Entries from an annotation dataset
┄┄┄┄┄┄
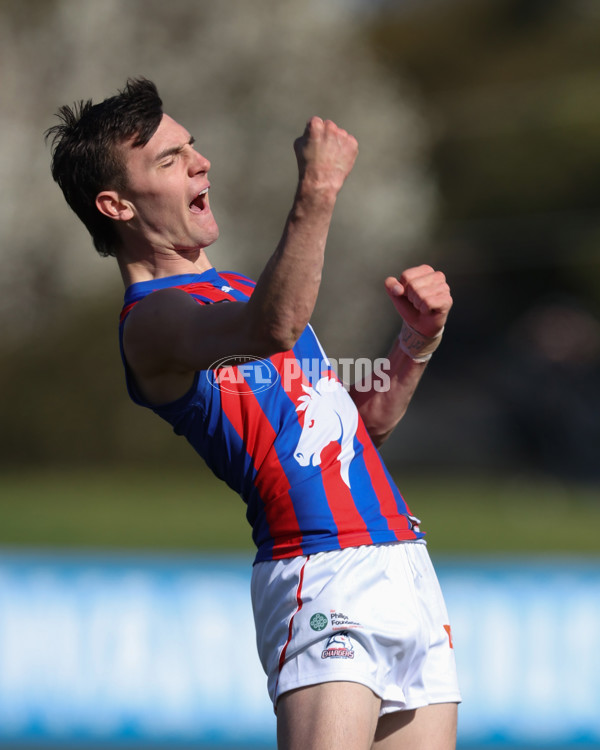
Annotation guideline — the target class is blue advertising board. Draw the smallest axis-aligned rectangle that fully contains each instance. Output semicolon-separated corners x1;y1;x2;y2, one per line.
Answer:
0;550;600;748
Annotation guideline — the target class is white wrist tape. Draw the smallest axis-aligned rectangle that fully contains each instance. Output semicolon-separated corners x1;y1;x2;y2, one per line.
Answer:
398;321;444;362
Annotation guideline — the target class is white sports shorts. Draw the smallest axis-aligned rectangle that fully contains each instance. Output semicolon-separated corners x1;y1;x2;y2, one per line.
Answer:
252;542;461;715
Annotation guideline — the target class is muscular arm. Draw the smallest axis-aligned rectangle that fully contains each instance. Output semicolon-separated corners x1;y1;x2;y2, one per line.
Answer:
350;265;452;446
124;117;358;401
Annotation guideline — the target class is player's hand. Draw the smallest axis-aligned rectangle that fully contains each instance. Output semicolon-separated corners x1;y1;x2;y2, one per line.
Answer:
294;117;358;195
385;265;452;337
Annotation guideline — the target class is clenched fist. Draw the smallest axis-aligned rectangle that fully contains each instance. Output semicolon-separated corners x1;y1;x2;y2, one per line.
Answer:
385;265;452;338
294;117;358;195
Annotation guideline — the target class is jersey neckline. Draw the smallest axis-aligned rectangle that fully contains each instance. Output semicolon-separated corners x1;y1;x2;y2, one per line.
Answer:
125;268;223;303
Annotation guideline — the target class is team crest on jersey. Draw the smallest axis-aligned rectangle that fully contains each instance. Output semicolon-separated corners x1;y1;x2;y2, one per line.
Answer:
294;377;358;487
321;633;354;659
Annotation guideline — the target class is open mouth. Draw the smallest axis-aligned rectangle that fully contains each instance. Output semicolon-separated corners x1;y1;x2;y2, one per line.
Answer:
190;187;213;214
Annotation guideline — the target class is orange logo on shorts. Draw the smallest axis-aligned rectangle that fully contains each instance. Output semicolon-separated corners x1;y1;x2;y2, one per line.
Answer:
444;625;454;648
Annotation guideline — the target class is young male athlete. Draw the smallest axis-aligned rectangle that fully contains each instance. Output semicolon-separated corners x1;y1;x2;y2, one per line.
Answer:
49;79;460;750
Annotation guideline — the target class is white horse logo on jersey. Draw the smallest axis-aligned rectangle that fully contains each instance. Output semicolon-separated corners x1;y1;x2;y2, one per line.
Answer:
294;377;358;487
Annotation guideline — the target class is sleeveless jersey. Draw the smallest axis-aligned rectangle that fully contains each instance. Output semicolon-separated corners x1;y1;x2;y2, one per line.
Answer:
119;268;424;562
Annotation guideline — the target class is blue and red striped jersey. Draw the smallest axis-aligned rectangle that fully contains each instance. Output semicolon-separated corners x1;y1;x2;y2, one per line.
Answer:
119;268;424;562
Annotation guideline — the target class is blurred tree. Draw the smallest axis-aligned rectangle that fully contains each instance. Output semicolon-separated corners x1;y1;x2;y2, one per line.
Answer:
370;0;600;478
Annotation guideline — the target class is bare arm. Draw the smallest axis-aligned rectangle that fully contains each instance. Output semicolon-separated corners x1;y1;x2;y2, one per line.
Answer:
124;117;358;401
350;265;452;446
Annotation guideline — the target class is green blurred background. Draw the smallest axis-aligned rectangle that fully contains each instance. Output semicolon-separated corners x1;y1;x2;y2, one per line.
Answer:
┄┄┄┄┄┄
Swap "neckline" for "collar" in everything from the line containing "Annotation guideline — the target class is jersey" down to the line containing "125;268;223;303", and return only those lines with nothing else changed.

--- SOLUTION TO THIS TASK ---
Annotation guideline — the target class is jersey collar. Draw the smallest axis-aligned rectangle that fully contains each instance. Output semicolon-separated corners x1;y1;x2;y2, one per line.
Answer:
125;268;223;303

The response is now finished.